**DIRECTIVE:**
The required result is the exact run of lines beginning at the one containing "Please put a point on the embroidered" and ending at the last line of the entries.

>> Start

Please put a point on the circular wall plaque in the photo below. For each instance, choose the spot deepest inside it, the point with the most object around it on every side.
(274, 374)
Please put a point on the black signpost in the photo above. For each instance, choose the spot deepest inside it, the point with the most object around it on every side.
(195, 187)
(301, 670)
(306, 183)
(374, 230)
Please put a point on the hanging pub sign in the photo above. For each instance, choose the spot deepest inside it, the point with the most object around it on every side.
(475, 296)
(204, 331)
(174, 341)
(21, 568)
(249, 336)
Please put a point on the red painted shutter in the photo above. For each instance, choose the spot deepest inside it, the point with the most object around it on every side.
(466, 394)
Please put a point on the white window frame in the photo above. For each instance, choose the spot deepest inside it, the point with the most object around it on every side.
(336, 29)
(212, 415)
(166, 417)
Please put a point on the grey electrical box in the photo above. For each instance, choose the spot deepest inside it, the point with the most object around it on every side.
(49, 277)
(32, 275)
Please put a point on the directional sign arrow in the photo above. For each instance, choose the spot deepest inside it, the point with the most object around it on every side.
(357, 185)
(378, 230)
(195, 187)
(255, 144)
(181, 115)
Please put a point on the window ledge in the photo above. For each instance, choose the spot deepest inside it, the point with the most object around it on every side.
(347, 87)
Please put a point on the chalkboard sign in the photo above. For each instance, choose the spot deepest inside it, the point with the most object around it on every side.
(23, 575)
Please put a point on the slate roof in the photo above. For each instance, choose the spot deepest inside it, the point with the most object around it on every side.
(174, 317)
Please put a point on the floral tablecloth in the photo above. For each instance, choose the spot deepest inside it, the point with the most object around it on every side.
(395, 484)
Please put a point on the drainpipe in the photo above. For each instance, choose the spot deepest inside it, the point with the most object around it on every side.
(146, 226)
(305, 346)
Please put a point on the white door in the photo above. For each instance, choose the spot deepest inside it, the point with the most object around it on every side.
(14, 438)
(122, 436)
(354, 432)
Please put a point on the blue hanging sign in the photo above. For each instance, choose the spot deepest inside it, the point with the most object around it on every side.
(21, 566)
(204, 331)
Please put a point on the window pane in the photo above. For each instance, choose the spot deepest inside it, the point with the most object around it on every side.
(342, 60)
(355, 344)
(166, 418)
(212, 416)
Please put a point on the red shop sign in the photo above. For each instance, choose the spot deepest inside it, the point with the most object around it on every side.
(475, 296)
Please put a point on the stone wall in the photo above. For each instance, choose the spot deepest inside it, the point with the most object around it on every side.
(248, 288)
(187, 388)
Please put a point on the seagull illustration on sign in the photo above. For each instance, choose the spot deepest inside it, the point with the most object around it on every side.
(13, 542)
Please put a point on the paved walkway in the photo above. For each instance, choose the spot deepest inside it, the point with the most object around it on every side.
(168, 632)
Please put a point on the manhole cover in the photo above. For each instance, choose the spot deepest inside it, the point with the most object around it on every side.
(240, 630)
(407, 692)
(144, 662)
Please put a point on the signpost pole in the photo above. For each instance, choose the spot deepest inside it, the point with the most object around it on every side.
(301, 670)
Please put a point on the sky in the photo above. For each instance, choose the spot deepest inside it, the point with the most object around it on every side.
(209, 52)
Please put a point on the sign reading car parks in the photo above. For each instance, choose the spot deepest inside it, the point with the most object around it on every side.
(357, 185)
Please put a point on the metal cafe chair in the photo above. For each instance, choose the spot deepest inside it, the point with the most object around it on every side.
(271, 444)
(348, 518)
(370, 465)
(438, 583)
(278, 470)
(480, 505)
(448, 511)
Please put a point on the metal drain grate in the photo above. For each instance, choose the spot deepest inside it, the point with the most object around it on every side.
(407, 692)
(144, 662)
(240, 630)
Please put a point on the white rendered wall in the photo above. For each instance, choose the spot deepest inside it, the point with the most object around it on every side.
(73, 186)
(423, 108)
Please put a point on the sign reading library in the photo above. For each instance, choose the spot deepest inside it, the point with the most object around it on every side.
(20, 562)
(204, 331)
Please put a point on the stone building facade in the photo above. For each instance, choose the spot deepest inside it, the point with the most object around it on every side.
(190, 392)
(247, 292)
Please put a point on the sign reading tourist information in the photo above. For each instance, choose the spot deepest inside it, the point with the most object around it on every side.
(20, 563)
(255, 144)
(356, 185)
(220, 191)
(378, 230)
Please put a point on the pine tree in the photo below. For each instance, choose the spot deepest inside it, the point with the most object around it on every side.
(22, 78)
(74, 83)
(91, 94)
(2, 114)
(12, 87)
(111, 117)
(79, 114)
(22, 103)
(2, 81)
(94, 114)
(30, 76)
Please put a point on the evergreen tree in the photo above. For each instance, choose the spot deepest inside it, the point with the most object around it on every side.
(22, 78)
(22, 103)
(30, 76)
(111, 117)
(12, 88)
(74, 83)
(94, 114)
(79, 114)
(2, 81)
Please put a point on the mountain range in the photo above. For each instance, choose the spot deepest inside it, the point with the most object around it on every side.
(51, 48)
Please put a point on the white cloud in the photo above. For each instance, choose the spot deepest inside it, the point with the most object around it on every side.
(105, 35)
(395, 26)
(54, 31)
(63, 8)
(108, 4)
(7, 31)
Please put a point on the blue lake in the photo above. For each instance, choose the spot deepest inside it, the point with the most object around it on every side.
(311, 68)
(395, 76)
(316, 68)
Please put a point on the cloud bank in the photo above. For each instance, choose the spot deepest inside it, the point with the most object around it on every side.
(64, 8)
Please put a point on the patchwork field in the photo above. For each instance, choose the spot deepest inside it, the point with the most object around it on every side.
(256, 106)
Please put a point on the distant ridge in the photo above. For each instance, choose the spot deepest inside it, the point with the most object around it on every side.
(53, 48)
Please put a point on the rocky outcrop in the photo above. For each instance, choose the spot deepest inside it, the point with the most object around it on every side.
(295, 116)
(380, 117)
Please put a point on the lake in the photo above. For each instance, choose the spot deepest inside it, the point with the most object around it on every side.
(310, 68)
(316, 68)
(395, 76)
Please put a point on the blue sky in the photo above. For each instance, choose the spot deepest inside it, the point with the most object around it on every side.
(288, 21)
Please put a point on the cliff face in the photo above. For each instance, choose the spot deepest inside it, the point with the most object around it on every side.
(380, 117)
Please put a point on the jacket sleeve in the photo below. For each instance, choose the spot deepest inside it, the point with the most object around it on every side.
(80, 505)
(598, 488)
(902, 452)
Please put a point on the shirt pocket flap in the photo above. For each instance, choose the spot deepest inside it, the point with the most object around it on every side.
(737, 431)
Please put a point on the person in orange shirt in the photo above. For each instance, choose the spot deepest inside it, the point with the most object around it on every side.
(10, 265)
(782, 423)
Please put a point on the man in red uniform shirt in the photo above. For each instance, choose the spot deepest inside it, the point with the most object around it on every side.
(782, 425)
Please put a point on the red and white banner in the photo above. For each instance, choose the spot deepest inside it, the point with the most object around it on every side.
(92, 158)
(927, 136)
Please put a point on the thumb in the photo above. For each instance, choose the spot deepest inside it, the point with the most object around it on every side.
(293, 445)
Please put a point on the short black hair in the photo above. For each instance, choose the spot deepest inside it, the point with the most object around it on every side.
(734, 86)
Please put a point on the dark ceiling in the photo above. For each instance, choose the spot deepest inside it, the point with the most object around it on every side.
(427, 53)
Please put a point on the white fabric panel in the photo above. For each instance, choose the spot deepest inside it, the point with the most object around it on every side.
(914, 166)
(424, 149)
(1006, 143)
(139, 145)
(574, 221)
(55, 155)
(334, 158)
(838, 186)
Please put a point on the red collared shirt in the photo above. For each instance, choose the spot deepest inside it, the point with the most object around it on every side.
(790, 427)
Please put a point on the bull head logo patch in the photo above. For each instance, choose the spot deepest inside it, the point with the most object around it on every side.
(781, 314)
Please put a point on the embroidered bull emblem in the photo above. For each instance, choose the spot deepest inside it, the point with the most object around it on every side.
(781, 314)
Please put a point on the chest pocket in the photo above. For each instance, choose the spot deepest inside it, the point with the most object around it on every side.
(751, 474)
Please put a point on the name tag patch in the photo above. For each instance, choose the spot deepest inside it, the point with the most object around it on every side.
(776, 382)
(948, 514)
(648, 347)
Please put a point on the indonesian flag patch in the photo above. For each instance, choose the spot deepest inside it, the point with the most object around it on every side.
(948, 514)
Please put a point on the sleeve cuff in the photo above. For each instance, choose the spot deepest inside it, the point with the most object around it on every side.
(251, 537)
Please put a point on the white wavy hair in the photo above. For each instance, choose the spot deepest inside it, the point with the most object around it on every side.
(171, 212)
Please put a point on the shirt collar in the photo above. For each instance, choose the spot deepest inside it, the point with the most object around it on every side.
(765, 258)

>> End

**FULL SOLUTION:**
Please put a point on the embroidered bull emblem in the photo above. For each instance, choose the spot deepest inside it, the point with the most object around it on every side.
(781, 314)
Please put a point on the chest pocket in the photo above. For each instance, choose the spot deepest inside it, the point with the most object around it on every side.
(751, 474)
Please put a point on the name tag patch in the photo above. For each instance, choose the spot deepest inside it, the point with the most object around it on every side.
(776, 382)
(948, 514)
(648, 347)
Please put a point on the indonesian flag patch in the photo above. For each instance, choose the spot deepest inside it, the point with the most object around it on every side.
(948, 514)
Please put a point on the sleeve cuff in the photo above. For each instance, choose the spot deepest inside it, the point with the most object around it on every side.
(251, 537)
Please put a point on the white wavy hair in the photo above. For each instance, choose the spot deepest inside it, the point with the most object around it on every side.
(171, 212)
Please put a point on the shirt collar in the photo above. For each instance, choose the spot deepest inside it, the point with the most object around it on every side.
(765, 258)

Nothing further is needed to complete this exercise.